(Do this) Write out the portion of the email about per-connection UDP sockets for QUIC that begins with the words containing "One advantage I" and ends with "per Quic connection.", copying it word for word.

(Quoted text)

....

On 31/10/18 - 17:53:22, Eric Dumazet wrote:
> On 10/31/2018 04:26 PM, Christoph Paasch wrote:
> > Implementations of Quic might want to create a separate socket for each
> > Quic-connection by creating a connected UDP-socket.
> > 
> 
> Nice proposal, but I doubt a QUIC server can afford having one UDP socket per connection ?
> 
> It would add a huge overhead in term of memory usage in the kernel,
> and lots of epoll events to manage (say a QUIC server with one million flows, receiving
> very few packets per second per flow)
> 
> Maybe you could elaborate on the need of having one UDP socket per connection.

I let Leif chime in on that as the ask came from him. Leif & his team are
implementing Quic in the Apache Traffic Server.


One advantage I can see is that it would allow to benefit from fq_pacing as
one could set sk_pacing_rate simply on the socket. That way there is no need
to implement the pacing in the user-space anymore.


> > To achieve that on the server-side, a "master-socket" needs to wait for
> > incoming new connections and then creates a new socket that will be a
> > connected UDP-socket. To create that latter one, the server needs to
> > first bind() and then connect(). However, after the bind() the server
> > might already receive traffic on that new socket that is unrelated to the
> > Quic-connection at hand. Only after the connect() a full 4-tuple match
> > is happening. So, one can't really create this kind of a server that has
> > a connected UDP-socket per Quic connection.

....

(Recorded data)
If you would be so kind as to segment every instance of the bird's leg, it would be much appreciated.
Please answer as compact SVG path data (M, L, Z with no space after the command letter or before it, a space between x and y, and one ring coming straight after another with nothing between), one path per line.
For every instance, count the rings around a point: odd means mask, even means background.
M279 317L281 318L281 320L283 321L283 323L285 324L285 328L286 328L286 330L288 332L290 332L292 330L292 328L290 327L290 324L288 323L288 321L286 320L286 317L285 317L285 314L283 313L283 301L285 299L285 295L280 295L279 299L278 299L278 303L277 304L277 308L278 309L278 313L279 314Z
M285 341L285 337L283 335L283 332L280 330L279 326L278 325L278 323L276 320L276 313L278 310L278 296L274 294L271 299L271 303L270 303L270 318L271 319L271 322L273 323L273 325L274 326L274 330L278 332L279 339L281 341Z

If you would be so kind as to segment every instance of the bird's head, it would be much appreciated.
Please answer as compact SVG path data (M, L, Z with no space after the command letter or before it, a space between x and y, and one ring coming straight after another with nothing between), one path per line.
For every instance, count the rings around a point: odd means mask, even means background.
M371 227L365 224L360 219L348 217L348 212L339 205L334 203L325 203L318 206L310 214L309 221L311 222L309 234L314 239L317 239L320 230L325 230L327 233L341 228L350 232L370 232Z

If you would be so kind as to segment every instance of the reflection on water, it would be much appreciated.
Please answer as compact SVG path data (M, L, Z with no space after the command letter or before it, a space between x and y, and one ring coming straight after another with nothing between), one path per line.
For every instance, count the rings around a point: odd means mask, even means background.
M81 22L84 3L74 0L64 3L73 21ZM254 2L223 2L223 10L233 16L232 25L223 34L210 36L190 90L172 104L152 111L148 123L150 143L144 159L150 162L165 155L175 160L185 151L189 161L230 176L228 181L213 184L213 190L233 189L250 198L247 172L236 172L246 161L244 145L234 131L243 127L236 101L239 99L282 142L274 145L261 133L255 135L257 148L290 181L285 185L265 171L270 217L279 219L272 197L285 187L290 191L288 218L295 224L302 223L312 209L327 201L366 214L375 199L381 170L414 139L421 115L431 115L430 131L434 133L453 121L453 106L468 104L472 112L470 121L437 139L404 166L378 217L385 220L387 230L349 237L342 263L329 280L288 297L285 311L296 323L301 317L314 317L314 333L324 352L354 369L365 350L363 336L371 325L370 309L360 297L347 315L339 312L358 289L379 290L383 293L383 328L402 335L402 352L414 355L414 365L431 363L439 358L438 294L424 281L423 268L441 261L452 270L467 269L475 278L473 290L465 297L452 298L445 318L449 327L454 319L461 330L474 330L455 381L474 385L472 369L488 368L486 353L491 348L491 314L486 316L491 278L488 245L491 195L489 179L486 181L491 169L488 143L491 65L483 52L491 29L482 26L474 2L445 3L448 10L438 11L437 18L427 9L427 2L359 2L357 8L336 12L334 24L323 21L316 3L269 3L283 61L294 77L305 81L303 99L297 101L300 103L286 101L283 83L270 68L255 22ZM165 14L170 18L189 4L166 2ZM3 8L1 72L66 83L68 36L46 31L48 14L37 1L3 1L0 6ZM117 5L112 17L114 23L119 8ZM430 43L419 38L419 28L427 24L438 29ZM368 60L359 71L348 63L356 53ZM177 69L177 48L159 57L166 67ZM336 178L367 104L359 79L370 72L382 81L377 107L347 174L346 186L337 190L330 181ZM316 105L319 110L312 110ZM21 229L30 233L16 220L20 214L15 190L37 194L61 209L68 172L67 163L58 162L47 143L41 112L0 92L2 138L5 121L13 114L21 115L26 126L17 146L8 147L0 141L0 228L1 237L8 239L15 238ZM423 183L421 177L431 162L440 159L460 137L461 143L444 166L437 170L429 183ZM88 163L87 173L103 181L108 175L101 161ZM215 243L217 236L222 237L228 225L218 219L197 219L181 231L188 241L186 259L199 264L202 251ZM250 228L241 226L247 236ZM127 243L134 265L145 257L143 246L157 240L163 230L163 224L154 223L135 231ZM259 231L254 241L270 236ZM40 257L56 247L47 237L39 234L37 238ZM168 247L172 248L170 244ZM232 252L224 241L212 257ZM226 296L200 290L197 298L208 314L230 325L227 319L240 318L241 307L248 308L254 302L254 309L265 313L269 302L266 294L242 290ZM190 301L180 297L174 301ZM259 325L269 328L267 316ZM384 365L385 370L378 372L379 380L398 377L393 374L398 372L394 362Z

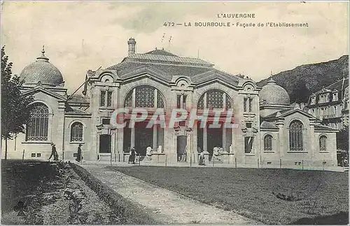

....

(Exercise response)
One advantage I can see is that it would allow to benefit from fq_pacing as
one could set sk_pacing_rate simply on the socket. That way there is no need
to implement the pacing in the user-space anymore.


> > To achieve that on the server-side, a "master-socket" needs to wait for
> > incoming new connections and then creates a new socket that will be a
> > connected UDP-socket. To create that latter one, the server needs to
> > first bind() and then connect(). However, after the bind() the server
> > might already receive traffic on that new socket that is unrelated to the
> > Quic-connection at hand. Only after the connect() a full 4-tuple match
> > is happening. So, one can't really create this kind of a server that has
> > a connected UDP-socket per Quic connection.